----- Given passage -----

My TBR pile grew significantly in 2021 — it has been another wonderful year for Southern literature. If you’re looking for last-minute holiday gift ideas or just love Southern books as much as we do, check out our monthly lists for some of our favorite Southern books from this year. And as always, support independent book stores if you can!
The Shade Tree
By Theresa Shea
December 1, 2021
Guernica Editions: “The Shade Tree is a dramatic exploration of racial injustice and conflict set against the backdrop of some of America’s most turbulent historical events. The lives of two white sisters and a black midwife are inextricably linked through a series of haunting tragedies, and the characters must make difficult, life-changing decisions about where their loyalties lie: with their biological families or with a greater moral cause. From a Florida orange grove to the seat of power in Washington, DC, during the height of the civil rights movement, The Shade Tree tells a sweeping yet intimate story of racial discrimination and the human hunger for justice.”

-----

[Problem] Repeat the stretch of the Southern reading list from "My TBR pile" through "if you can!", replacing "holiday" with "birthday".

----- Information -----

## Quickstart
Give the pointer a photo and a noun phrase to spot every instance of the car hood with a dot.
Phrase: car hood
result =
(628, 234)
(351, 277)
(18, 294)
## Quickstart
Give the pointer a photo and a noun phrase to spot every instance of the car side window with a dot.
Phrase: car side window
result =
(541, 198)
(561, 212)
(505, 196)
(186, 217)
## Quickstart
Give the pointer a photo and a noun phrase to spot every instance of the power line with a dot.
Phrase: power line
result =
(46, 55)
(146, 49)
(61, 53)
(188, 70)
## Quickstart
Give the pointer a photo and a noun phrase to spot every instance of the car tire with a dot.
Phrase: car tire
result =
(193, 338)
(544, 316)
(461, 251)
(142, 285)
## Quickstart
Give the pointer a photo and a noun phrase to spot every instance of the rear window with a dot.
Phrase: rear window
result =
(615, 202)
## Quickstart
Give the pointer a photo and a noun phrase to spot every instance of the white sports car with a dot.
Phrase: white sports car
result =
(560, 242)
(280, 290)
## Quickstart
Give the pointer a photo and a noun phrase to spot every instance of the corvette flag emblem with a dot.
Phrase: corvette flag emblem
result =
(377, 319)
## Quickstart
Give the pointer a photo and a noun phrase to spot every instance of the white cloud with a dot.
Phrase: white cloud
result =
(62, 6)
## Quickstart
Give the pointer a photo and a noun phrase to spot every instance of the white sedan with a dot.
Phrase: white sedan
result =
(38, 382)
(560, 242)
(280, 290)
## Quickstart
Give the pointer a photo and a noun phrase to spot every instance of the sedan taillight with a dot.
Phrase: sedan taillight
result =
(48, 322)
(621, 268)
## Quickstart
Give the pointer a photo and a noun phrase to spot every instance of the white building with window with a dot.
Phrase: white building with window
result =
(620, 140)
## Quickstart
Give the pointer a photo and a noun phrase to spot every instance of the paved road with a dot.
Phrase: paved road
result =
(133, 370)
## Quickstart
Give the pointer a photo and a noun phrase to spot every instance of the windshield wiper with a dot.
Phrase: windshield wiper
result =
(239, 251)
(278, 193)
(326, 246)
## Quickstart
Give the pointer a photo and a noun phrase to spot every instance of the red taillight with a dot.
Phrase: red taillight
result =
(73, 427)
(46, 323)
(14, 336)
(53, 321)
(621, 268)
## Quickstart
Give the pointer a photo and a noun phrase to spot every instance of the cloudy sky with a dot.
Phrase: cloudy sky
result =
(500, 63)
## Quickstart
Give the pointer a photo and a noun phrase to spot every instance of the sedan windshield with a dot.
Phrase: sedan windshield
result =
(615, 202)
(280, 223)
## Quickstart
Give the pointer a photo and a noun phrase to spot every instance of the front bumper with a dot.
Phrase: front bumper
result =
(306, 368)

-----

[Answer area]
My TBR pile grew significantly in 2021 — it has been another wonderful year for Southern literature. If you’re looking for last-minute birthday gift ideas or just love Southern books as much as we do, check out our monthly lists for some of our favorite Southern books from this year. And as always, support independent book stores if you can!